**Page extract**
[Start of Attachment]

For nearly three decades, a pair of mysterious molecules from rye pollen sat in scientific limbo — promising enough to catch researchers' attention, but impossible to pin down. Now, chemists at Northwestern University have finally cracked the case, and the breakthrough could open new doors in cancer research.

The story starts in the 1990s, when scientists discovered that rye pollen — a substance from the cereal crop grown for grain — seemed to slow tumor growth in animal studies. The findings hinted at something powerful, but researchers hit a wall: they couldn't figure out the exact shape of the molecules responsible. Without knowing how the molecules were built, they couldn't study them properly or develop them into treatments.

That changed when Karl A. Scheidt, a chemistry professor at Northwestern, and his team took on the challenge. By building the molecules from scratch in the lab — a painstaking process called total synthesis — they determined the precise three-dimensional structures of secalosides A and B for the very first time. Their work was published in the Journal of the American Chemical Society.

"In preliminary studies, other researchers found that rye pollen could help different animal models clear tumors through some unknown, non-toxic mechanism," Scheidt said. "Now that we confirmed the structure of these molecules, we can find the active ingredient — or what part of the molecule is doing the work. This is an exciting starting point to make better versions of these molecules that could possibly inform approaches to cancer therapy."

[End of Attachment]

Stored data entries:
[Start of Attachment]

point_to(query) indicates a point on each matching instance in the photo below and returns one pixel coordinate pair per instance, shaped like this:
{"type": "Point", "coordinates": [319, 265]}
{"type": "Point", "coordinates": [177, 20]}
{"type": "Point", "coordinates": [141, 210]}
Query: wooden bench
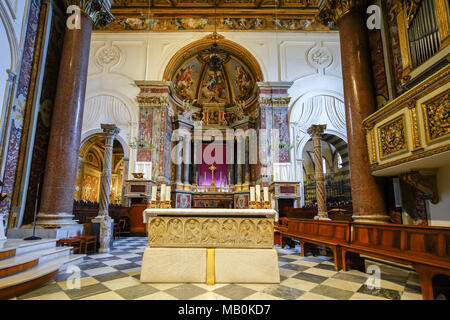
{"type": "Point", "coordinates": [330, 234]}
{"type": "Point", "coordinates": [426, 249]}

[End of Attachment]

**Requirement 1**
According to the article on rye pollen molecules, why couldn't researchers study the molecules properly or develop them into treatments? Answer in one to three sentences.
**Requirement 2**
Answer these questions from the article on rye pollen molecules:
(a) In what decade did scientists find that rye pollen seemed to slow tumor growth in animal studies?
(b) What is the process of building the molecules from scratch in the lab called?
(c) In which journal was the Northwestern team's work published?
**Requirement 3**
Do these statements agree with the article on rye pollen molecules? Give yes or no for each, with the deciding words quoted from the article.
(a) Karl A. Scheidt is a chemistry professor at Northwestern.
(b) The earlier animal studies showed rye pollen clearing tumors through a toxic mechanism.
(c) The team determined the three-dimensional structures of secalosides A and B for the first time.

**Answer space 1**
Researchers couldn't work out the exact shape of the molecules responsible for slowing tumor growth. Without knowing how the molecules were built, they couldn't study them properly or develop them into treatments.

**Answer space 2**
(a) The 1990s
(b) Total synthesis
(c) The Journal of the American Chemical Society

**Answer space 3**
(a) Yes: "Karl A. Scheidt, a chemistry professor at Northwestern"
(b) No: "through some unknown, non-toxic mechanism"
(c) Yes: "they determined the precise three-dimensional structures of secalosides A and B for the very first time"